MATERIAL FOR THIS EXERCISE:
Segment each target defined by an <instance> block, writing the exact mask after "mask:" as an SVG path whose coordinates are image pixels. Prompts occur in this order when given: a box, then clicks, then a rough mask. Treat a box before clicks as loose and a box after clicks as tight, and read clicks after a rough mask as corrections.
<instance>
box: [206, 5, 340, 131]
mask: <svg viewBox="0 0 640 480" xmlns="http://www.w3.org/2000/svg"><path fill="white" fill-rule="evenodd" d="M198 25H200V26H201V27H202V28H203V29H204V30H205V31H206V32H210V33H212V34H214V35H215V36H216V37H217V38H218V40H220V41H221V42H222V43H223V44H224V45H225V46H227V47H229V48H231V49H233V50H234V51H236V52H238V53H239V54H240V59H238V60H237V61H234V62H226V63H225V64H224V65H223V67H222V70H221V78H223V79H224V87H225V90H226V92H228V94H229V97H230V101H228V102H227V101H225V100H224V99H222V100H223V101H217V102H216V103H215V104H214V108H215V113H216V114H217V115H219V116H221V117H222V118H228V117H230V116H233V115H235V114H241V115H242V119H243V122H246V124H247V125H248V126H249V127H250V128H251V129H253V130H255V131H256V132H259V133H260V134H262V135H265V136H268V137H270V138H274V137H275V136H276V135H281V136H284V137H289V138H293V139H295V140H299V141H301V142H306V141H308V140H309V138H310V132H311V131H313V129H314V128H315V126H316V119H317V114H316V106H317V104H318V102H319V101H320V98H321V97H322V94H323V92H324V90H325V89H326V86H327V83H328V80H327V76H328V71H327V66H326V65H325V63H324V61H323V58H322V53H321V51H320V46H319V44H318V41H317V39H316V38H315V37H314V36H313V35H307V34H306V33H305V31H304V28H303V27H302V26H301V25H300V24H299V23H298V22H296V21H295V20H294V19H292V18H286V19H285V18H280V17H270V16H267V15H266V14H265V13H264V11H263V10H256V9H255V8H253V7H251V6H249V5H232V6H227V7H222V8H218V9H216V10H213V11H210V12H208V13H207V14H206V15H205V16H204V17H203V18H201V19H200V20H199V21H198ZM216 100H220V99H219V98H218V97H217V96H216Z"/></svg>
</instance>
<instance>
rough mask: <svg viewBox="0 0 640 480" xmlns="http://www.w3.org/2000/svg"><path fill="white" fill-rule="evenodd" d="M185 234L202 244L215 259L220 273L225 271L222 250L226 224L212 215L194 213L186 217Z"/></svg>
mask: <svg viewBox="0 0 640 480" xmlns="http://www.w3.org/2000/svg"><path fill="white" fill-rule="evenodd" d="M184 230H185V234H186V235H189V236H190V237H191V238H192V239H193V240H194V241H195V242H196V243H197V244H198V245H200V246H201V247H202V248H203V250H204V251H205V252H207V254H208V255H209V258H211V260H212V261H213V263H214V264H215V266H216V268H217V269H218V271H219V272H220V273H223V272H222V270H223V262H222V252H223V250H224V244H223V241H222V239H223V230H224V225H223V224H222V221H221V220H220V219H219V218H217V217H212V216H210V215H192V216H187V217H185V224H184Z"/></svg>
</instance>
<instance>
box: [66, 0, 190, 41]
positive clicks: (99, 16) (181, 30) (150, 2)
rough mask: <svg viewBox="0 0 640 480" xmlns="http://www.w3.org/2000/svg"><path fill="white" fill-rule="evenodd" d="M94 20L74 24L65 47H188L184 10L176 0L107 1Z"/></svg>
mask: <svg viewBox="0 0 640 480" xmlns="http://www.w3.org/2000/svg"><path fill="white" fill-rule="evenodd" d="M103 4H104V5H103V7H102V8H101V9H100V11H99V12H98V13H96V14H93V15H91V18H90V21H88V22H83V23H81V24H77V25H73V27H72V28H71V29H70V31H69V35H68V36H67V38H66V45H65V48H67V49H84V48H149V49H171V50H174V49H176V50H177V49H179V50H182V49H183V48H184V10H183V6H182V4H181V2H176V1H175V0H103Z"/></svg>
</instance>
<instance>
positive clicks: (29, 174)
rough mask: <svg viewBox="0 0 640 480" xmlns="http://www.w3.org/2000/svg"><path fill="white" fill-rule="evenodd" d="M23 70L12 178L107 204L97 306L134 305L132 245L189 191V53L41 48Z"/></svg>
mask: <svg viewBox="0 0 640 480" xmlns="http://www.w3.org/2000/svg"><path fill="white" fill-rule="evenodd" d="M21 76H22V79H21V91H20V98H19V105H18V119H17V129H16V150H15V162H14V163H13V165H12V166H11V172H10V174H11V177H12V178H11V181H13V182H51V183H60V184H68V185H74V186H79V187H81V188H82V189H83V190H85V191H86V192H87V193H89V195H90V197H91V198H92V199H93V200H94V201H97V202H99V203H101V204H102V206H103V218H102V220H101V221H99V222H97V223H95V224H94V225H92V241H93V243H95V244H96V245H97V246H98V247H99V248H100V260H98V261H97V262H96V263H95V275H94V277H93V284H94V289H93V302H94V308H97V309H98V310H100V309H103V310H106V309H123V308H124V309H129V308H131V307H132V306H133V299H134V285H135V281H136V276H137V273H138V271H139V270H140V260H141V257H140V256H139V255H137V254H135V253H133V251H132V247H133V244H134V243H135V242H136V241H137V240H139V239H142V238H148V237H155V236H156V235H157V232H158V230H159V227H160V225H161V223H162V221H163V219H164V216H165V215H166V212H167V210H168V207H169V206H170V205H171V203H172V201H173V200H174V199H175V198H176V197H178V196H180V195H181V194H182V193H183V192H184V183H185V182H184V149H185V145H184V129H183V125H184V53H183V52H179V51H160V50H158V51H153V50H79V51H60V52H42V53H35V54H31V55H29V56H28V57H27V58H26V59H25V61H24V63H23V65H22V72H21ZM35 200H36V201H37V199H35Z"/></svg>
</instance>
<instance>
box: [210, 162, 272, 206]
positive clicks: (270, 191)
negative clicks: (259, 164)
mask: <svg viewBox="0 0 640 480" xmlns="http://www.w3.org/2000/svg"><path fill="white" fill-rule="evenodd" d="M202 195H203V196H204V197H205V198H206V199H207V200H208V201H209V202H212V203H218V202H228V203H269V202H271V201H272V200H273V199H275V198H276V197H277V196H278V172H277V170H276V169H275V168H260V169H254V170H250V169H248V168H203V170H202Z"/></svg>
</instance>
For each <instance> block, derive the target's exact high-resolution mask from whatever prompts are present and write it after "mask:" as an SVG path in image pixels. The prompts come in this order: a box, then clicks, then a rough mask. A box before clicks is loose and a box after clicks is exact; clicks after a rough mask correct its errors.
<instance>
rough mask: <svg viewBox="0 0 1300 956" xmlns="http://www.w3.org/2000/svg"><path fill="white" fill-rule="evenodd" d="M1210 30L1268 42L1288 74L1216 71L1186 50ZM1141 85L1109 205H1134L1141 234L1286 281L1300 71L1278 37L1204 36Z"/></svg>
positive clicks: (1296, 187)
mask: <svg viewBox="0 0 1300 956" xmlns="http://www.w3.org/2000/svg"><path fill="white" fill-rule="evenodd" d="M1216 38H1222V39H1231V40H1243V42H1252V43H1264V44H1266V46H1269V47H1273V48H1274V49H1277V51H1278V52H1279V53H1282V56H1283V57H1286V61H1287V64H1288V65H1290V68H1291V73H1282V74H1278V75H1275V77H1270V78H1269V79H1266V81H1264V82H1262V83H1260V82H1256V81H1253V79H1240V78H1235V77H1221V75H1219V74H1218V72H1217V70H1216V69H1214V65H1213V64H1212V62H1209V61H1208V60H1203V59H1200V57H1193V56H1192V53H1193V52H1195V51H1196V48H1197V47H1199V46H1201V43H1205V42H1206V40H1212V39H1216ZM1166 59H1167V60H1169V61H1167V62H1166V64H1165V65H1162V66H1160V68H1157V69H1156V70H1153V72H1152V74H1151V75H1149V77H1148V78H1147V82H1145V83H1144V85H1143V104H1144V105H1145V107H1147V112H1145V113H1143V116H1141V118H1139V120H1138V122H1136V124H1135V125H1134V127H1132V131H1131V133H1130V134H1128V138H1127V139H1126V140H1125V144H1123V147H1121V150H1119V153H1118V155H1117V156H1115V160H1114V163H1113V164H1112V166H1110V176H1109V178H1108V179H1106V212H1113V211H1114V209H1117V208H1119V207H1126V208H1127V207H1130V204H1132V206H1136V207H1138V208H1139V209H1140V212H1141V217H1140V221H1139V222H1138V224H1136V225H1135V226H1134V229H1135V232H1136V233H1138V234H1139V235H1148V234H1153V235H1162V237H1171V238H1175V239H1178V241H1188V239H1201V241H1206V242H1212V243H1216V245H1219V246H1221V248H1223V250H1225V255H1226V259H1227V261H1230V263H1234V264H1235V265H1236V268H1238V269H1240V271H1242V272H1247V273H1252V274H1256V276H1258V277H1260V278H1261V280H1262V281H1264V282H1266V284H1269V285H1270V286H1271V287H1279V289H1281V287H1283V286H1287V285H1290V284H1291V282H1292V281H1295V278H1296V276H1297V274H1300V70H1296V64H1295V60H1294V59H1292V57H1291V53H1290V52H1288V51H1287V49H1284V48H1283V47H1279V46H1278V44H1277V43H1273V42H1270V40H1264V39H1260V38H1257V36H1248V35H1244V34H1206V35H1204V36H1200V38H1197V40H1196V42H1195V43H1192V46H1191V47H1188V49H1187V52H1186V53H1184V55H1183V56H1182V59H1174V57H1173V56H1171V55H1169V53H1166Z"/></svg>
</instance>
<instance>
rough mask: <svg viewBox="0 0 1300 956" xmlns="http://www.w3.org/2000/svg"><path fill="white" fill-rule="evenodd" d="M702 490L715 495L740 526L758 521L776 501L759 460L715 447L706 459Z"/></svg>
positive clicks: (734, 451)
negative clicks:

AIM OF THE TASK:
If "after" is in a line of the listing above, count that line; give the final number and nothing more.

WRITTEN ANSWER:
2